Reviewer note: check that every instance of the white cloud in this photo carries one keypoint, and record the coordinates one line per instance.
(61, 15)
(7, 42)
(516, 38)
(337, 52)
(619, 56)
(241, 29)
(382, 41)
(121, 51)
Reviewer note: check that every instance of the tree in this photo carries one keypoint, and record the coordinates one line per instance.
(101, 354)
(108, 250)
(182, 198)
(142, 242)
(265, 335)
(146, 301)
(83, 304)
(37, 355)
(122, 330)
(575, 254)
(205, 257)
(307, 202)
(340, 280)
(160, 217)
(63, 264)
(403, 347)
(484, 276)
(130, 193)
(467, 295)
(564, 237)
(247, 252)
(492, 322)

■ ■ ■ ■

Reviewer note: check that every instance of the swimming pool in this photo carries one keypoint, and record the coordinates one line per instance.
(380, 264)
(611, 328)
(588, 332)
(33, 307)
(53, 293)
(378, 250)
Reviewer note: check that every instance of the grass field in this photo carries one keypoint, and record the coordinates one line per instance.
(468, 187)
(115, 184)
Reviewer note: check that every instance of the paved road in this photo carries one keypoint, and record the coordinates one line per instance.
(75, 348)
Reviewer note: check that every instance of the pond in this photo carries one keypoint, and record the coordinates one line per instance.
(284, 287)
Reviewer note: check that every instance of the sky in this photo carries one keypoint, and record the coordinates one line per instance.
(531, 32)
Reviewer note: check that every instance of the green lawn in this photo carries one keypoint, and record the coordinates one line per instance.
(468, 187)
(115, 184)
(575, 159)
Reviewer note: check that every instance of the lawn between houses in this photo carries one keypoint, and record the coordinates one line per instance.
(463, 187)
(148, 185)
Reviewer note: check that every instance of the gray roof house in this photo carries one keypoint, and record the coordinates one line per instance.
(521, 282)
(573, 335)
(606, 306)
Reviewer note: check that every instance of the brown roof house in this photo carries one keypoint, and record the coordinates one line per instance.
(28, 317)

■ ■ ■ ■

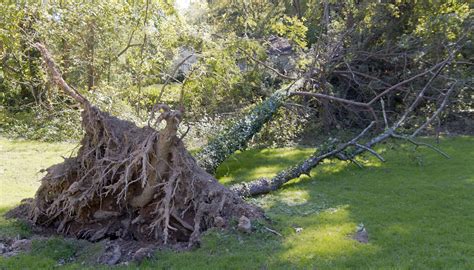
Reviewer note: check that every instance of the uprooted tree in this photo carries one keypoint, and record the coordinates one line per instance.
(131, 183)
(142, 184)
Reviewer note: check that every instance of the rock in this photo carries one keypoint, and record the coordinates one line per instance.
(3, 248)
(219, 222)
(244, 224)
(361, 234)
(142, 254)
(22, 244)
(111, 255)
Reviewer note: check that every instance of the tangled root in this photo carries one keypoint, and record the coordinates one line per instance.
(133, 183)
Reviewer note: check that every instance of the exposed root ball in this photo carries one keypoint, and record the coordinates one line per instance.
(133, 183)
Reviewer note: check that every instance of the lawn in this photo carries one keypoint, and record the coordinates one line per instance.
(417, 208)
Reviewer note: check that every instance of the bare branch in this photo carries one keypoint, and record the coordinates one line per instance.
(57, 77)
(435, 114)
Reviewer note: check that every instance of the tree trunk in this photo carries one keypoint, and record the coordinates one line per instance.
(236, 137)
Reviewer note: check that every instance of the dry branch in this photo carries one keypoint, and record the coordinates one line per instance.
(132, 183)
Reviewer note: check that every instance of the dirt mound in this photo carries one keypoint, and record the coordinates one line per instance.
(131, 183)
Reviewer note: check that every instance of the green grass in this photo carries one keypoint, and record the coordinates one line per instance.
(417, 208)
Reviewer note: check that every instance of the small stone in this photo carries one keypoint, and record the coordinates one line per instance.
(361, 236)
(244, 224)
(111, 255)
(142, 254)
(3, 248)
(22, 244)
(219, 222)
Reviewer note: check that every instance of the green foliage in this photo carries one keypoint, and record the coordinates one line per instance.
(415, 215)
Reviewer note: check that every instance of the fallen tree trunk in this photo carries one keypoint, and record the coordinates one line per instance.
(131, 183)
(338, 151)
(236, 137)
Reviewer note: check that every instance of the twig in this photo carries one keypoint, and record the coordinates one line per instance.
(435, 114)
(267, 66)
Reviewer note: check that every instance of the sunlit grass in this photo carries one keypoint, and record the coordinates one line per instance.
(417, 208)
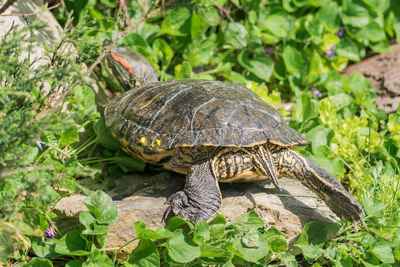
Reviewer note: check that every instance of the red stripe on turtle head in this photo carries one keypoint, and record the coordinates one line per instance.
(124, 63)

■ ■ ■ ■

→ **Instructions to follow**:
Extract every line of the records that contains the word "green", copying each line in full. Matching is case-sensitive.

→ **Written answer**:
Reviewer note: check that every instance of the green lawn in this photo carries one keypoint, and record the coordinates one line per instance.
Reviewer note: check that every instance of the green grass in this photo carries one keypoint, and record the coordinates one line per instance.
Reviewer note: check that every instance of the green foliage in this photo carries one keypoint, and record the coordinates one line per instance.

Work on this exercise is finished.